──────── Provided text

Re: Nutch 2.2.1 can not index to solr

Posted by Gavin <27...@qq.com>.

my solr is 4.6.1. 
I followed the steps in https://github.com/renepickhardt/metalcon/wiki/simpleNutchSolrSetup and https://wiki.apache.org/nutch/RunNutchInEclipse.
Mybe there is something wrong in the schema.xml of solr.
please give me a working schema.xml!   thanks!
And where is the log file for the solr? I cant find any exception from the console of solr.

thanks a lot!



------------------ Original ------------------
From:  "d_k";<ma...@gmail.com>;
Date:  Wed, Feb 12, 2014 07:15 PM
To:  "user"<us...@nutch.apache.org>; 

Subject:  Re: Nutch 2.2.1 can not index to solr



Are you sure solr is not throwing any errors?
Did you make any changes to the schema? What schema does Solr use? What
version of Solr are you using?
You can turn on the debug logs by changing the logging level to DEBUG in
the log4j.properties properties file inside the conf dir in the
runtime/local dir. (I assume this is your setup, let me know if its not).
You can also try to debug nutch in eclipse as described here:
https://wiki.apache.org/nutch/RunNutchInEclipse


On Wed, Feb 12, 2014 at 11:31 AM, Gavin <27...@qq.com> wrote:

> andm my solr:
>
>
> Statistics
>
>                                  Last Modified:
> Num Docs:0Max Doc:0Heap Memory Usage:0Deleted Docs:0Version:1Segment
> Count:0Optimized:
> Current:
>
>
>
> what is wrong?
>
> Thanks for your help!!!
>
>
>
>
>
> ------------------ Original ------------------
> From:  "274614348";<27...@qq.com>;
> Date:  Wed, Feb 12, 2014 05:24 PM
> To:  "user"<us...@nutch.apache.org>;
>
> Subject:  Re: Nutch 2.2.1 can not index to solr
>
>
>
> Here is my output:
>
>
> [Gavin@Gavin local]$ bin/nutch  inject urls
> InjectorJob: starting at 2014-02-12 17:16:20
> InjectorJob: Injecting urlDir: urls
> InjectorJob: Using class org.apache.gora.hbase.store.HBaseStore as the
> Gora storage class.
> InjectorJob: total number of urls rejected by filters: 0
> InjectorJob: total number of urls injected after normalization and
> filtering: 1
> Injector: finished at 2014-02-12 17:16:25, elapsed: 00:00:04
> [Gavin@Gavin local]$ bin/nutch generate -topN 5
> GeneratorJob: starting at 2014-02-12 17:16:46
> GeneratorJob: Selecting best-scoring urls due for fetch.

────────────────
──────── Material provided

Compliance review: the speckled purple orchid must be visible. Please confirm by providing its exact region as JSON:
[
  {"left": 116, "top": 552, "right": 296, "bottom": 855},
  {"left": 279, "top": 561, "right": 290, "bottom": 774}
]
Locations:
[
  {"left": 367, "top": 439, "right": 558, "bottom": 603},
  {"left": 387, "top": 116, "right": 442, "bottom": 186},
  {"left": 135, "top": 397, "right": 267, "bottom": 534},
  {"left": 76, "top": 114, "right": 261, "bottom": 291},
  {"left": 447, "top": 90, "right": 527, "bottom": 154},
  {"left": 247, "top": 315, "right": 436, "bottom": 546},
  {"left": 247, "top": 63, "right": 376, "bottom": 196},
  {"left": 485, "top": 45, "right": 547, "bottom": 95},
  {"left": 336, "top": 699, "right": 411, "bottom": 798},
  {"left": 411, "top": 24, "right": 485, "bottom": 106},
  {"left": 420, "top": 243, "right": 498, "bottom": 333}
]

────────────────

→ Task statement:
Decide whether each statement agrees with the Nutch and Solr thread, answering yes or no and quoting the deciding words of the thread. 1. The Solr version in use is 4.6.1. 2. Debug logs can be turned on by setting the logging level to DEBUG in the log4j.properties file. 3. The InjectorJob output shows one url rejected by filters.

→ Result of this exercise:
1. Yes: "my solr is 4.6.1."
2. Yes: "You can turn on the debug logs by changing the logging level to DEBUG in the log4j.properties properties file"
3. No: "InjectorJob: total number of urls rejected by filters: 0"